(Saved entries):
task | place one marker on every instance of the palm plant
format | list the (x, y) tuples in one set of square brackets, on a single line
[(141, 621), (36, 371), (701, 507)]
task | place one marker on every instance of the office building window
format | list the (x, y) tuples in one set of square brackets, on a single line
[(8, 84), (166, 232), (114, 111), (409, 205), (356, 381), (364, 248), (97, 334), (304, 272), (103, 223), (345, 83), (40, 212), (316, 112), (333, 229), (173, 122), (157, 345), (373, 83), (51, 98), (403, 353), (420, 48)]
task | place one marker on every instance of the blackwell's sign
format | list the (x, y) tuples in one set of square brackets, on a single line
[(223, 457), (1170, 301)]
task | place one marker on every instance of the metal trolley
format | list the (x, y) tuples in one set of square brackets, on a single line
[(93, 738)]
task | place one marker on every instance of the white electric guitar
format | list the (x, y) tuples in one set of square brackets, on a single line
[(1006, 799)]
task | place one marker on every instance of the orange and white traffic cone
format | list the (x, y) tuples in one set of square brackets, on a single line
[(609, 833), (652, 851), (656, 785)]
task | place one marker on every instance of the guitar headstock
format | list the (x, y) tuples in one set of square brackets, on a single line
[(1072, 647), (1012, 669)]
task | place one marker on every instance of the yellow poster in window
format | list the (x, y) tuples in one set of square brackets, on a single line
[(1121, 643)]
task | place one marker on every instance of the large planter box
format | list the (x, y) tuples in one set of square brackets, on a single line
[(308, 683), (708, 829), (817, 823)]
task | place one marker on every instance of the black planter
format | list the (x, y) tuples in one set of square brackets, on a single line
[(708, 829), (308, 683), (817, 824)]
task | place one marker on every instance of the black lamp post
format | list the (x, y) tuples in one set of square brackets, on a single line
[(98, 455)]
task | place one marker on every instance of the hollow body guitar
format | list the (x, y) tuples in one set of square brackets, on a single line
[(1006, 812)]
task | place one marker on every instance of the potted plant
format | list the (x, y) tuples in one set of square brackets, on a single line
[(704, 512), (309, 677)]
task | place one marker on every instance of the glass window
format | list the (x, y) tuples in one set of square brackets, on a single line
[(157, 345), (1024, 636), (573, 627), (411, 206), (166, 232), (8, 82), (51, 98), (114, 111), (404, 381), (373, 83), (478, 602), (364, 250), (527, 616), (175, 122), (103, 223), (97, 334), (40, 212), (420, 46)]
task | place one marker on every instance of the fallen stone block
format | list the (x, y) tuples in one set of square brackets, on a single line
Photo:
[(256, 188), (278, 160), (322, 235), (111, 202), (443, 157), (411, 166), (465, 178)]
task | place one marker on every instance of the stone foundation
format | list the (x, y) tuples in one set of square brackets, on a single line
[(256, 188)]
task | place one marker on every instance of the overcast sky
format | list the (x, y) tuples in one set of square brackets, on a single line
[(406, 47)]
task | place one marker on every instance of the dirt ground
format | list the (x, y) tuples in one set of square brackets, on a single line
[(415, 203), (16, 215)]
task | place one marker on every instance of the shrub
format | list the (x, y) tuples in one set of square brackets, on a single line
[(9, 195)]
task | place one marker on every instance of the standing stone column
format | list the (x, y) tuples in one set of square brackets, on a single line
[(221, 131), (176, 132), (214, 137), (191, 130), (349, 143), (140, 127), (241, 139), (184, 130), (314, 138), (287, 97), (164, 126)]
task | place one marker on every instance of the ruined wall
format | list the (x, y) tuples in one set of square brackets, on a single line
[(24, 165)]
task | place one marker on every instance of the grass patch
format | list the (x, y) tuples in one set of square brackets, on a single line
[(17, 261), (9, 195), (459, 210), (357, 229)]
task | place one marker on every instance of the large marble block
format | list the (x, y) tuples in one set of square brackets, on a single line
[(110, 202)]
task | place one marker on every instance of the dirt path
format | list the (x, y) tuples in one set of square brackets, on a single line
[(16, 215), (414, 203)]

(TO DO):
Each record must be returned in full and exactly.

(ANSWER BELOW):
task | place one marker on every instance of the palm plant
format | list the (x, y) tuples in one set of square brackets, on a single line
[(141, 621), (36, 371), (701, 507)]
task | place one marker on every instance of the office building window
format | list the (x, y) tuples in one set of square brackets, on a single line
[(8, 84), (166, 232), (114, 111), (409, 205), (356, 381), (364, 248), (97, 334), (304, 272), (103, 223), (345, 83), (40, 212), (316, 112), (333, 229), (173, 122), (157, 345), (373, 83), (51, 98), (403, 353), (420, 48)]
task | place one marker on every instance of the blackwell's sign
format | list the (x, y) tuples in one set of square brackets, on a single line
[(223, 457), (1170, 301)]
task | place one marker on every instance of the metal trolley
format | list the (x, y) tuples in one set of square brackets, on a single line
[(93, 738)]
task | place one marker on every instance of the white electric guitar
format | list the (x, y) tuples in one set of square brackets, on a single line
[(1006, 799)]
task | place one marker on every instance of the orange and white traffic cone
format | list the (x, y) tuples in one set of square brackets, on a single line
[(609, 833), (652, 851), (656, 785)]
task | place one marker on every instance of the guitar headstock
format | list the (x, y) tuples in one set of square brackets, on a single line
[(1072, 647), (1012, 669)]
task | place one marker on every instance of the yellow poster in window
format | list the (x, y) tuples in one set of square brackets, on a single line
[(1121, 643)]
task | place one marker on every instance of the large planter box
format | list the (x, y) tuples in one set of square brackets, on a single line
[(308, 683), (708, 829), (817, 823)]
task | place one marker on every instance of the black planter
format | list the (x, y) tuples in one set of square brackets, on a single line
[(708, 829), (308, 683), (817, 824)]
task | place one marker on every instance of the black lamp post
format | list the (x, y) tuples in one set of square brackets, on a single line
[(98, 455)]
task | place one marker on every instance of the hollow body guitar
format | list the (x, y) tuples in one set of square brackets, on a single line
[(1006, 812)]
task | place one marker on every instance of the potted plant
format | list the (x, y) tuples in one set of square brackets, on a single line
[(704, 512), (309, 677)]
task | place one marker on every instance of the glass window
format | list the (x, y) tuples in one set of square brackets, on a single line
[(157, 345), (1024, 636), (573, 627), (411, 206), (166, 232), (8, 82), (51, 98), (114, 111), (404, 381), (373, 83), (478, 602), (364, 250), (527, 616), (175, 122), (103, 223), (97, 334), (40, 212), (420, 46)]
task | place one marker on every instance of the fallen stone block
format | list the (x, y) tuples in one set of square brackets, on a single line
Photo:
[(256, 188), (278, 160), (322, 235), (111, 202), (443, 157), (411, 166), (465, 178)]
task | place one marker on every instance of the stone foundation
format | list the (x, y) tuples in one set of square brackets, on a single line
[(256, 188)]
task | place one marker on every instance of the overcast sky
format | list the (x, y) tuples in one set of square brackets, on a single line
[(406, 47)]
task | place one marker on every instance of the dirt ground
format | list the (x, y) tuples in one set of square brackets, on a single line
[(415, 203), (16, 215)]
task | place one marker on every instance of the shrub
format | list the (x, y) tuples in one set of square brackets, on a single line
[(9, 195)]
task | place one marker on every instance of the standing stone column
format | list the (x, y) tuples in one set of square brackets, on a single line
[(221, 131), (176, 132), (214, 137), (191, 130), (349, 143), (140, 127), (241, 139), (184, 130), (314, 138), (287, 97), (164, 126)]
task | place one marker on every instance of the ruined wall
format | list the (x, y) tuples in one set of square brackets, on a single line
[(24, 165)]
task | place one marker on every instance of the grass patch
format | list the (x, y) tuples in one set of square brackets, on a single line
[(17, 261), (9, 195), (459, 210), (357, 229)]
task | place one marker on every instance of the large marble block
format | list the (x, y) tuples in one set of square brackets, on a single line
[(110, 202)]
task | place one marker on every instance of the dirt path
format | list the (x, y) tuples in one set of square brackets, on a single line
[(16, 215), (414, 203)]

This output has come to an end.